== Information provided ==
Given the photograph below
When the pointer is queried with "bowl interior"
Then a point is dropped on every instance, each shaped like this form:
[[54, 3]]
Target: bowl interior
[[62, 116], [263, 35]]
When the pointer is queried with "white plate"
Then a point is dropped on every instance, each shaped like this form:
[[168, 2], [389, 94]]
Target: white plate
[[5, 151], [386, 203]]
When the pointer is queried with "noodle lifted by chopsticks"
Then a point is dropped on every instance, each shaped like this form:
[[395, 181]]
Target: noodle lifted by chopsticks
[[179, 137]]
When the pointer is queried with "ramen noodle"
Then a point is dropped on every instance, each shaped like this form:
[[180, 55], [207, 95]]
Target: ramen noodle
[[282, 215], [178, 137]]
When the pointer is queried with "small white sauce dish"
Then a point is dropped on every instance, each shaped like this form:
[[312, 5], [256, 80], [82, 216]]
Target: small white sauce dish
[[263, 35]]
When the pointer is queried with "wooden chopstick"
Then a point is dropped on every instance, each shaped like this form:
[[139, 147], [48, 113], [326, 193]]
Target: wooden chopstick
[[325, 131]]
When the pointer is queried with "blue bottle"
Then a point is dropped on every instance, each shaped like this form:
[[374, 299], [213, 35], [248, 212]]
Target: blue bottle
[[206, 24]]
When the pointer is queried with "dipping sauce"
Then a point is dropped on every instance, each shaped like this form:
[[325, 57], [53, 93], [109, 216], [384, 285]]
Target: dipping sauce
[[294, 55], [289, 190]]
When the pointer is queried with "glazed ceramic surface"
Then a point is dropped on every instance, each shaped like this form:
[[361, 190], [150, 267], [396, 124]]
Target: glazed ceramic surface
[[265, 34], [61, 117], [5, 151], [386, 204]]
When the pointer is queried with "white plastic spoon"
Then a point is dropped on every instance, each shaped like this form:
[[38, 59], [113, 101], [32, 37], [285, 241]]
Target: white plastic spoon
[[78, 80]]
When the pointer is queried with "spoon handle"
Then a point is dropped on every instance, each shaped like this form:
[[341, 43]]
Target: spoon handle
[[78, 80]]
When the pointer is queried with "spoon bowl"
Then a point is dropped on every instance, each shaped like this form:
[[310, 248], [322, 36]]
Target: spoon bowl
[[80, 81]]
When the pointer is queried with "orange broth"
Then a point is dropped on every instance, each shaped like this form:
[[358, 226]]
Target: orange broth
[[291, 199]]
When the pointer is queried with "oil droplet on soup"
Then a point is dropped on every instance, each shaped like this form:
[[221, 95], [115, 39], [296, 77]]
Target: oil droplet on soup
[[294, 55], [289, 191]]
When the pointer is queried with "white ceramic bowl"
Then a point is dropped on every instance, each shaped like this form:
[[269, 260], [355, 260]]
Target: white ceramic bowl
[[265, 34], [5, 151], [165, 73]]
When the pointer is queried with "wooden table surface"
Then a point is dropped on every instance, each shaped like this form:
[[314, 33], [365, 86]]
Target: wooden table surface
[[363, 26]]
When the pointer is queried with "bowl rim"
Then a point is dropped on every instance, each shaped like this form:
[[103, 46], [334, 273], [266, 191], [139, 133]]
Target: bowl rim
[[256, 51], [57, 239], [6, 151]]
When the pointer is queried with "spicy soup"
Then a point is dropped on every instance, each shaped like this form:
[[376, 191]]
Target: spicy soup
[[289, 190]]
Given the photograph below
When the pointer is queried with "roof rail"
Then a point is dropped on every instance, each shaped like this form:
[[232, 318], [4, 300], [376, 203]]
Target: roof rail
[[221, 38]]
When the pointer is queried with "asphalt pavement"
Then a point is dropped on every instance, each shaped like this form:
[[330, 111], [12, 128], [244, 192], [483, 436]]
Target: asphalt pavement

== Stated task ==
Set down the material word for word, from its first line through the line containing "[[62, 116], [263, 35]]", including both ends.

== Solution to the exercise ==
Given the photograph below
When the pointer is queried with "bowl interior"
Then a point is dropped on every instance, each shaped like this form:
[[54, 3]]
Target: bowl interior
[[62, 116], [263, 35]]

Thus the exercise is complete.